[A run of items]
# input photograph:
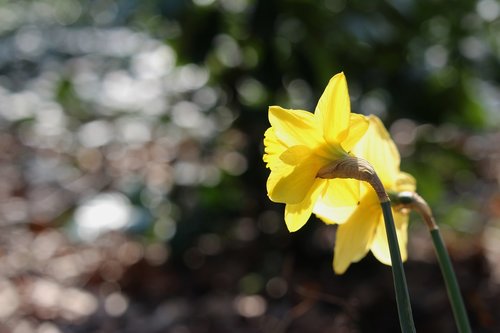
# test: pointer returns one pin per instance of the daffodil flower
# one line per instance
(363, 229)
(299, 143)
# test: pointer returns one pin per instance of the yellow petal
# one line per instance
(273, 149)
(358, 125)
(355, 236)
(293, 175)
(377, 147)
(296, 215)
(295, 127)
(380, 246)
(338, 201)
(333, 110)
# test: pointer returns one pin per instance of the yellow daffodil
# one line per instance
(363, 229)
(299, 143)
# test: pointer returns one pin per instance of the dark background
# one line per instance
(132, 187)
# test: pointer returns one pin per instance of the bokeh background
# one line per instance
(132, 188)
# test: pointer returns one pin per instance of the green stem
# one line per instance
(400, 286)
(457, 303)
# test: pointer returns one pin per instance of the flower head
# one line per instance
(299, 143)
(363, 229)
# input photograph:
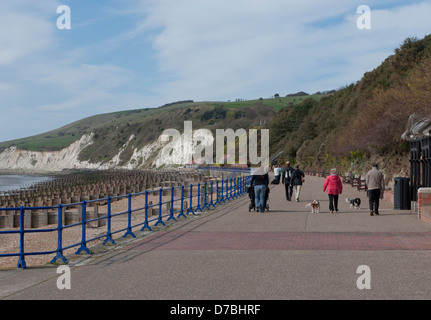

Set exercise
Could you copy every line of the items above word for word, leaving the pictures out of your answer?

Finished exercise
# input photograph:
# test: pointer returns one pin per instance of the daffodil flower
# one line per instance
(363, 229)
(299, 143)
# test: pointer returns one pin per instance of the yellow petal
# one line per instance
(273, 149)
(358, 125)
(355, 236)
(293, 175)
(377, 147)
(296, 215)
(295, 127)
(380, 246)
(338, 201)
(333, 110)
# test: pointer returns one pin per instance of the yellow daffodil
# one line per instance
(363, 229)
(299, 143)
# test: pointer returns one pin per instance of the dark background
# one line per instance
(132, 187)
# test: pointer returns one pin per instance of the bokeh background
# one line per instance
(132, 188)
# test: pointer returns one pin per instance of the green stem
# one line per instance
(400, 286)
(457, 303)
# test: pointer returns one pin per instance of the flower head
# one line per instance
(299, 143)
(363, 229)
# input photograph:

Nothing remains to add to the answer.